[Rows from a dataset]
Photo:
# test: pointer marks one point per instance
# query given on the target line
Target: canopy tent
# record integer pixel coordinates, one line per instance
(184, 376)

## WHAT TO DO
Convert the entries above into a two-column CSV with the header request,answer. Each entry gets one row, with each field in double quotes and line breaks replaced by spaces.

## SOLUTION FOR THIS EXERCISE
request,answer
"Photo: # test: pointer marks one point per instance # query given on the target line Target: canopy tent # record integer pixel coordinates, one line per instance","(184, 376)"